╭─ Selection

Anyone see "Wall street" on the History channel a week or 2 ago? The great depression came from the greatest boom in history. People were so confident in the upside of their investing they were borrowing money to invest it. Then all of the sudden, they needed to make good on the false money they borrowed and could not. The stocks crashed but the depression came from consumers not spending. They didnt have it to spend and People with money tend to invest more of it than the regular guy. They also tend to use that money for major changes in thier life like thier homes. You better believe these things go hand in hand. Its all eerily similar. I dont know who can fix it but this morning the news said stocks will start much lower again because offical reports of a recession looming and inflation likely to go with it. I hope someone can find a way out of this mess. Plumbing is necessity not a luxury like a 20k deck or 30k kitchen. There are also 40 carpenters for every mechanical tradesmen. I would rather be spreading rumors of how busy I am if thats all it took.


----------



## Vinny (Jul 21, 2007)

I wanted to add my 2 cents here after the e mail I got last night.

I was at my office late last night, and a friend of mine sent me an email about a property for sale in Stamford Ct.. He sent me the email because he knows its a long term goal for me to own a piece of property, as oppose to lease, for my buisness. The property must be industrial zone, which dwindals in availability daily in our area. The property in the add was no where large enough to support my operation but none the less, when my buddy heard about an industrial piece for sale, he immeidatly forwarded the email to me.

╰─
╭─ Entries

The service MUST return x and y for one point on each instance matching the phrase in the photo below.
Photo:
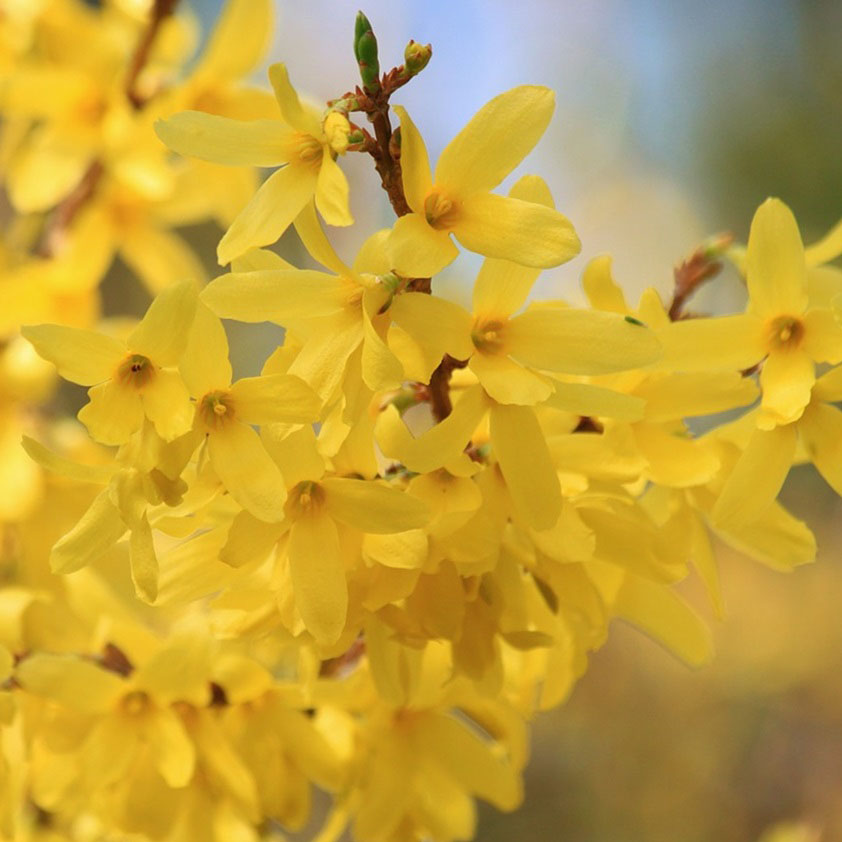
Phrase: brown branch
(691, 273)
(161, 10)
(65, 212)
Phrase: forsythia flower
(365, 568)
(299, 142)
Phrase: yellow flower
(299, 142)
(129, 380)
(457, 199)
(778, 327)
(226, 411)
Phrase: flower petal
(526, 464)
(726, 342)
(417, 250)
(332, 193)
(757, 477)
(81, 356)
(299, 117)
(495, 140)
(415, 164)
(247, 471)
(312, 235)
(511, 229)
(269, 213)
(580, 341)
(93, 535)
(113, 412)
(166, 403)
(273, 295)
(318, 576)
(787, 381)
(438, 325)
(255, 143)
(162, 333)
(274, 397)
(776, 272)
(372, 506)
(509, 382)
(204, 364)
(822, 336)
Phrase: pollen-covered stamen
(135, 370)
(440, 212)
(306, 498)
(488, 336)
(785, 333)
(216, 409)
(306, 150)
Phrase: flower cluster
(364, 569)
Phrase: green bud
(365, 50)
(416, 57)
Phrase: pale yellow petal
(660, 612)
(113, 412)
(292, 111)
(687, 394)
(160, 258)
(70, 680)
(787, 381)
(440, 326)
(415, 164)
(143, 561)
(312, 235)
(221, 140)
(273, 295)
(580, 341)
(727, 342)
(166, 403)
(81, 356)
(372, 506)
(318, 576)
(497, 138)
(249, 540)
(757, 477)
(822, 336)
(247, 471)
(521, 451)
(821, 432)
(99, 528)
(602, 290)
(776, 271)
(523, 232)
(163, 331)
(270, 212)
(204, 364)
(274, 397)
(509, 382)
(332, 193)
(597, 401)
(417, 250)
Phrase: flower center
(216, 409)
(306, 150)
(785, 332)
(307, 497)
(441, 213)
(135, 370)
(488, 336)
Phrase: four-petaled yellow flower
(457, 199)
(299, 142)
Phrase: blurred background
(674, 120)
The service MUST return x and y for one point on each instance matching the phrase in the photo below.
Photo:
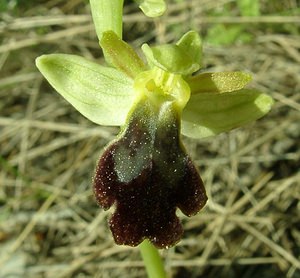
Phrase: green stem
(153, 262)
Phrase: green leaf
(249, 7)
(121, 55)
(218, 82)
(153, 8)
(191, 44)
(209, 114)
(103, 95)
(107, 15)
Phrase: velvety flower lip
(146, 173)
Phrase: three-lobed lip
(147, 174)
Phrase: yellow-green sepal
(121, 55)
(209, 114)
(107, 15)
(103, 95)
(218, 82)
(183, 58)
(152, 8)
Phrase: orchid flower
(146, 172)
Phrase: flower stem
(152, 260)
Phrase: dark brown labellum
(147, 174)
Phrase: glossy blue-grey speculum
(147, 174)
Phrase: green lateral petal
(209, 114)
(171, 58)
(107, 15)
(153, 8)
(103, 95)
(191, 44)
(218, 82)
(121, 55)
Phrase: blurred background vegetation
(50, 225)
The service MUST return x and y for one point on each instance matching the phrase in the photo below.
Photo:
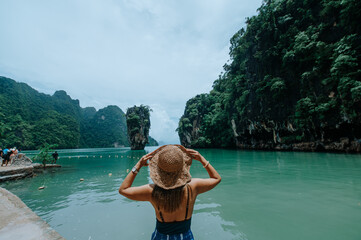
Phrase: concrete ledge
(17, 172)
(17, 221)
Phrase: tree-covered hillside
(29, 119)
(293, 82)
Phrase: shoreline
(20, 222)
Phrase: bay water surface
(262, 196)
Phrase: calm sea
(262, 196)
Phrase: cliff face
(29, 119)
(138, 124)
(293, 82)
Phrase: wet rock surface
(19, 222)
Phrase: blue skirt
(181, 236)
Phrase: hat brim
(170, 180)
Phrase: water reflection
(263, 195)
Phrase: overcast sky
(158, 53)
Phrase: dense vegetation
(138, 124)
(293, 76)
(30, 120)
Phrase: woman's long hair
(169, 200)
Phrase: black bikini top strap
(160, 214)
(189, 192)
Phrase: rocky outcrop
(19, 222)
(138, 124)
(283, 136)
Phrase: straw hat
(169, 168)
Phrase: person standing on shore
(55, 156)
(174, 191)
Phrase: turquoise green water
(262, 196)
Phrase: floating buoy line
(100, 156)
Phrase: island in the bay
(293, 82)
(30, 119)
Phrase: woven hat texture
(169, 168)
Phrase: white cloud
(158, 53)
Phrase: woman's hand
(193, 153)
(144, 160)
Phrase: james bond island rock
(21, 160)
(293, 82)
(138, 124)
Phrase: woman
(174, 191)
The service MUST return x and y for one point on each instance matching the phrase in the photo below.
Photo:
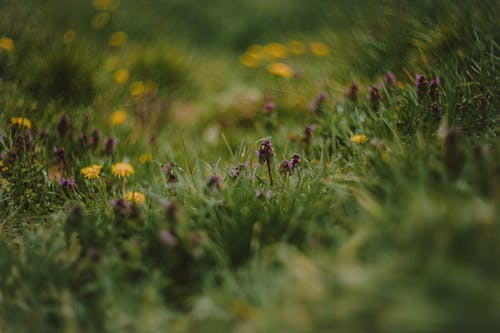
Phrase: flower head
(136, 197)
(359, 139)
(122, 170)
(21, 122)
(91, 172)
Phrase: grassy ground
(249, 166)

╰─
╭─ Entries

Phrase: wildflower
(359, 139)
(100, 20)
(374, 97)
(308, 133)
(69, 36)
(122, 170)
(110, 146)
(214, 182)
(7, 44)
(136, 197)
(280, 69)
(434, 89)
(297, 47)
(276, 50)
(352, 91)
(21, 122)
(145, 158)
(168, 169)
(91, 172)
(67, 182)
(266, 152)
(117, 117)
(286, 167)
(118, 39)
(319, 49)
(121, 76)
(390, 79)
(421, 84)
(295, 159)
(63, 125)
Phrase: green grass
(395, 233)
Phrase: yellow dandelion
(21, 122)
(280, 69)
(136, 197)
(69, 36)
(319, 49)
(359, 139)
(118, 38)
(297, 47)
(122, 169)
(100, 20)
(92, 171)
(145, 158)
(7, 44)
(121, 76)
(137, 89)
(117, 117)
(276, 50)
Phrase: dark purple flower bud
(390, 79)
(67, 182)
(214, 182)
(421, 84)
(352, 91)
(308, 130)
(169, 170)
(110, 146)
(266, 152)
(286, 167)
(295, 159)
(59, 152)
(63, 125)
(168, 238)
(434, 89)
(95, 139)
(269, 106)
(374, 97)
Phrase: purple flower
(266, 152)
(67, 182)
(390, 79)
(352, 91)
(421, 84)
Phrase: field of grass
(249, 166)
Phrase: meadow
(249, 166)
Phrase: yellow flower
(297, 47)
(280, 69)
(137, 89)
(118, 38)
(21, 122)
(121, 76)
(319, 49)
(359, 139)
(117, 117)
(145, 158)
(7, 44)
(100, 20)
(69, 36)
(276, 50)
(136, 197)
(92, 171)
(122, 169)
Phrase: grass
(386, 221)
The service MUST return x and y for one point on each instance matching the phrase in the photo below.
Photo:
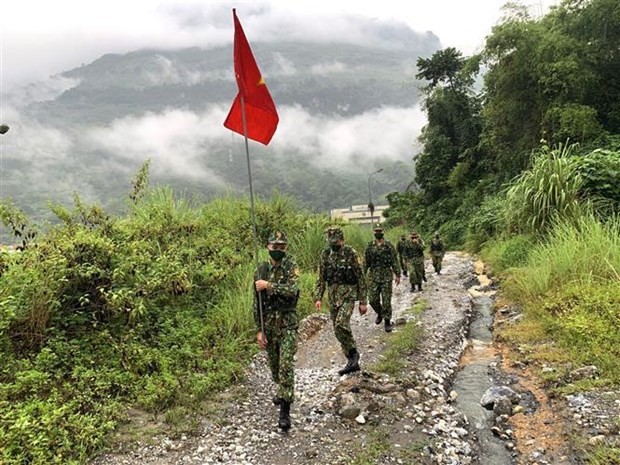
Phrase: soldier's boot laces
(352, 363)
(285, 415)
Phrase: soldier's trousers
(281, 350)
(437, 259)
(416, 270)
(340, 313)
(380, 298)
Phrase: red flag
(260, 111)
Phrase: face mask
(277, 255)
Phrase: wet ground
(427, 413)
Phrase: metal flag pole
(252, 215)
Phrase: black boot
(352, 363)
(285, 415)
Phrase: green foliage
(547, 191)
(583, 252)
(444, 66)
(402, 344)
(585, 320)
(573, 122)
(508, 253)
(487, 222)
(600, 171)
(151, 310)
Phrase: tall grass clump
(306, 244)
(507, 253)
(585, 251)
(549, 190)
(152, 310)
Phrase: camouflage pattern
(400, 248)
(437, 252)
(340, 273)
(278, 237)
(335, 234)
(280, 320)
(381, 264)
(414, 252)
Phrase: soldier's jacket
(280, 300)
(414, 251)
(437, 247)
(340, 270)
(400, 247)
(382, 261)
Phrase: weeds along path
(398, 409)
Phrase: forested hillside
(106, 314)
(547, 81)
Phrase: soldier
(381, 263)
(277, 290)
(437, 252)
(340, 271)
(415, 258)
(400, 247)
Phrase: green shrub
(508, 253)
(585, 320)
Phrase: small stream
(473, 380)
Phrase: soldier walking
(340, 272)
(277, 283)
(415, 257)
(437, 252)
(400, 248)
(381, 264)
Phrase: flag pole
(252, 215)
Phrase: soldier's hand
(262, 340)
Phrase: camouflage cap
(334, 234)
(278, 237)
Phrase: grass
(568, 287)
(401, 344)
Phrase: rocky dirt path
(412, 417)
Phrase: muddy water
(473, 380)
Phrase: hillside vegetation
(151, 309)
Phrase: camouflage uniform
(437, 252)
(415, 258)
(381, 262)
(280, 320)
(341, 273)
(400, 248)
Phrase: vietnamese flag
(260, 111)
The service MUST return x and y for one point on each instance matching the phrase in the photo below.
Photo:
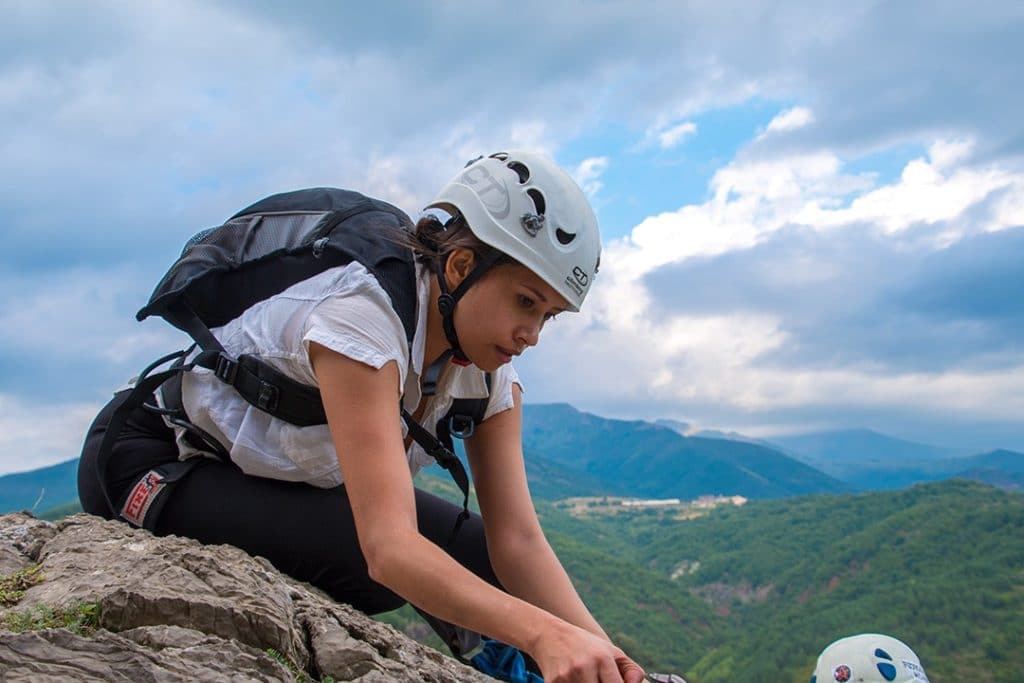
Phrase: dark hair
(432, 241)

╰─
╭─ Entries

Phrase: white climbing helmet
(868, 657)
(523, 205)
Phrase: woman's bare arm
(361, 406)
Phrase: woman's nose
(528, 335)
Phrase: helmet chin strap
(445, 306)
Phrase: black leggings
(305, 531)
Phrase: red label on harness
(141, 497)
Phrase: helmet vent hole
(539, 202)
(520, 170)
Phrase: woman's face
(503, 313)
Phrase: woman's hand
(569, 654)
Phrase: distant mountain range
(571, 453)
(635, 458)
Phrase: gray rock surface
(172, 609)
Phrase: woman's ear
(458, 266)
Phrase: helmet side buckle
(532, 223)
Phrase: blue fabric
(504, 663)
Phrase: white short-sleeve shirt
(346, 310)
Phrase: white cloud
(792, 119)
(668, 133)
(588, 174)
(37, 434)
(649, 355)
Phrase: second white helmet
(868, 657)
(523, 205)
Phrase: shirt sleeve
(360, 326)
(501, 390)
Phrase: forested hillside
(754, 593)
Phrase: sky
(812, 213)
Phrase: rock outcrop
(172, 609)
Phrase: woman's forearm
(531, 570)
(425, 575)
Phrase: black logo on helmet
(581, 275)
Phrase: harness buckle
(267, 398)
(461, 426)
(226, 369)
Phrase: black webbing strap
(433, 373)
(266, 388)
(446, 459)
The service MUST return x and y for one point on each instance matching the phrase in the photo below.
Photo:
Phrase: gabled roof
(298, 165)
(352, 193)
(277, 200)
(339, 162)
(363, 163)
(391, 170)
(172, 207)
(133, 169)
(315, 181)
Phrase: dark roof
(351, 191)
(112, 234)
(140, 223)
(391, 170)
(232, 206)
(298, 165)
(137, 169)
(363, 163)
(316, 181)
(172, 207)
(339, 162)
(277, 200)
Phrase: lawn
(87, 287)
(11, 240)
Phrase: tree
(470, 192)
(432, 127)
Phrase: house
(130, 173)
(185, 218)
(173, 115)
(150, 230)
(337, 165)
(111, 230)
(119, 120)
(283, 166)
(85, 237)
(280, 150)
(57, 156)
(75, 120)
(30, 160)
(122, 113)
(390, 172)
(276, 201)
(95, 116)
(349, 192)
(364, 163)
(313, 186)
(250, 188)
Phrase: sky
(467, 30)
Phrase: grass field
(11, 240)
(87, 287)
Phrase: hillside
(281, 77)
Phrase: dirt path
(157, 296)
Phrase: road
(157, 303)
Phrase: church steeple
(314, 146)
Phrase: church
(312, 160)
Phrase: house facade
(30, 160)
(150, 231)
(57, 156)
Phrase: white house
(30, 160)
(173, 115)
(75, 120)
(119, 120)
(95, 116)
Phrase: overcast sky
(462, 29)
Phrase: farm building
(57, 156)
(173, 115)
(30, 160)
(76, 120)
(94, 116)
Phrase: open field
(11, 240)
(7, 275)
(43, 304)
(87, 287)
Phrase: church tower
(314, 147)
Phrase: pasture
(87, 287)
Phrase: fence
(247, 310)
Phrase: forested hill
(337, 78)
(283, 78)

╰─

**Problems:**
1 - Please retype the part of the forum thread on the economic downturn from "I wanted to" to "email to me.".
2 - Extend the forum thread on the economic downturn, picking up after its final sentence.

**Per-task outputs:**
1 -
I wanted to add my 2 cents here after the e mail I got last night.

I was at my office late last night, and a friend of mine sent me an email about a property for sale in Stamford Ct.. He sent me the email because he knows its a long term goal for me to own a piece of property, as oppose to lease, for my buisness. The property must be industrial zone, which dwindals in availability daily in our area. The property in the add was no where large enough to support my operation but none the less, when my buddy heard about an industrial piece for sale, he immeidatly forwarded the email to me.

2 -
The property was 7000sft with a 600 sft building on it that was built in 1935. Its in an area that can be used as a contractors yard. Now remember, its 7000sft total. Thats less than 1/4 acre and barely more than an 1/8th. The asking price? 1.1 mil. I had to F n laugh. 1.1mil. 

I couldnt believe it. You might be able to fit a small landscape, electrician, plumber, HVAC type contractor in there. If you didnt do anything to the property, just moved in, your monthly payment on commercial paper, assuming you can get a loan after you put 250k down, would be like 8 grand a month not including the 8 grand per year in property tax. 

I gotta ask, what small contarcting buisness has enough extra cash flow to deal with over 100k per year in costs for a property to call home. You would need to be like a $ 15 mil / year buisness and I assert a 15mil / year buisness couldnt operate out of a piece of land that small. And heres the thing. You may say, "well, lets build condos and take it to the highest level of use". OK, not a bad idea. I dont know the #s for that. But the end of town this land is on is a dump. You wouldnt want to live there. So anyone that would live there probably couldnt afford or get a mortgage.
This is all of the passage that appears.